=== Section Start ===
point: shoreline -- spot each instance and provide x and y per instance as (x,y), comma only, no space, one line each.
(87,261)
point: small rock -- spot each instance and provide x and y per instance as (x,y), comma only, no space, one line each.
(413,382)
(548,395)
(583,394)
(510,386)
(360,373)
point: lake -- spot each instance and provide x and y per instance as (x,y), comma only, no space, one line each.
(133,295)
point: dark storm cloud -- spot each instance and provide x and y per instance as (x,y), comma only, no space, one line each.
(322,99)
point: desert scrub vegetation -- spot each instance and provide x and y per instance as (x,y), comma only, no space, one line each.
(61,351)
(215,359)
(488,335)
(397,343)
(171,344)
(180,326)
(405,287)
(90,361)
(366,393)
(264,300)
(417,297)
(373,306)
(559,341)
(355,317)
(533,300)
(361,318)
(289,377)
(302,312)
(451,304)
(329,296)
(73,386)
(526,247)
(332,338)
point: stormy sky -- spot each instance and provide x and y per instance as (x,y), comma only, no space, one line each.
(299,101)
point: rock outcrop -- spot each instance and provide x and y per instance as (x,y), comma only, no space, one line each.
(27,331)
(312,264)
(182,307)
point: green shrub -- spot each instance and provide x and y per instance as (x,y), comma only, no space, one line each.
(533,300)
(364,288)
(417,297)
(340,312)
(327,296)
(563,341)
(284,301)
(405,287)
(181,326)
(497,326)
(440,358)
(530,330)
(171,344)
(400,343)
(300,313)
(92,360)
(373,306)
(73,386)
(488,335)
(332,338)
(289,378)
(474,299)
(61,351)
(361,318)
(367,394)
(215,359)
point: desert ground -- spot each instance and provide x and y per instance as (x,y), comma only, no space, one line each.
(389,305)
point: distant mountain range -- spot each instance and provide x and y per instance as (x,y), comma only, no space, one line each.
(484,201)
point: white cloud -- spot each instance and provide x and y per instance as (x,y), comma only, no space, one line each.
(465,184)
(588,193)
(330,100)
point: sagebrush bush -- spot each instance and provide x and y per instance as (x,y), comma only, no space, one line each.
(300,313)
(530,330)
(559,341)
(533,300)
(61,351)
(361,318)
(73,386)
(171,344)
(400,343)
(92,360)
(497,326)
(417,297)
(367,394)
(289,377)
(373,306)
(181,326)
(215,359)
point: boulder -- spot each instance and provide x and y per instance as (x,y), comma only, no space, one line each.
=== Section End ===
What the task asks.
Copy the listing above out again in its entirety, exactly as written.

Response to this exercise.
point: shoreline -- spot each instance and provide x and y per instance as (x,y), comma only, no space, one line each.
(87,261)
point: small rock -- spot each instance and provide x and y per instance as (x,y), comma only, no space, one line each.
(413,382)
(548,395)
(583,394)
(510,386)
(360,373)
point: lake -- spot each instance and provide x and y per instance as (x,y), comma only, no space, one line each.
(133,295)
point: dark storm cloud -- spot each instance and provide x and y per instance as (x,y), comma only, no space, one line each.
(322,99)
point: desert scrub vegetation -- spot each instance and provide x and y per instance as (x,y), comma only, no space, one line each.
(61,351)
(215,359)
(488,335)
(397,343)
(171,344)
(180,326)
(405,287)
(90,361)
(366,393)
(264,300)
(417,297)
(373,306)
(559,341)
(355,317)
(533,300)
(361,318)
(289,377)
(302,312)
(451,304)
(329,296)
(73,386)
(526,247)
(332,338)
point: stormy sky -- spot each instance and provide x and y per instance as (x,y), comma only, no space, one line each.
(299,101)
point: rock outcrop -- spot each instance and provide x and y per instance as (x,y), comma only, no space, one line each.
(27,331)
(312,264)
(182,307)
point: green shrub -- spot each instance and provide x and y per instance as (x,y), comma only, no space, one line each.
(533,300)
(364,288)
(417,297)
(340,312)
(327,296)
(563,341)
(284,301)
(405,287)
(181,326)
(497,326)
(440,358)
(530,330)
(171,344)
(400,343)
(300,313)
(92,360)
(373,306)
(73,386)
(488,335)
(332,338)
(289,378)
(474,299)
(61,351)
(361,318)
(367,394)
(215,359)
point: desert ground -- spot each instance and provide x and y per instance as (x,y), comma only, no space, one line each.
(389,305)
point: distant mountain range -- spot each instance and provide x and y per instance as (x,y), comma only, no space, one line each.
(484,201)
point: white cloud -- spot each instance and provide x and y per instance as (x,y), comma only, no space, one line each.
(465,184)
(588,193)
(330,100)
point: sagebrush bush -- spot each instance and provide x and y per instance as (x,y), comma only, no space, one line each.
(300,313)
(530,330)
(559,341)
(533,300)
(61,351)
(361,318)
(73,386)
(171,344)
(400,343)
(92,360)
(497,326)
(417,297)
(367,394)
(289,377)
(373,306)
(181,326)
(215,359)
point: boulder -- spot each instance and provide x and y per instance as (x,y), comma only, no space, one line each.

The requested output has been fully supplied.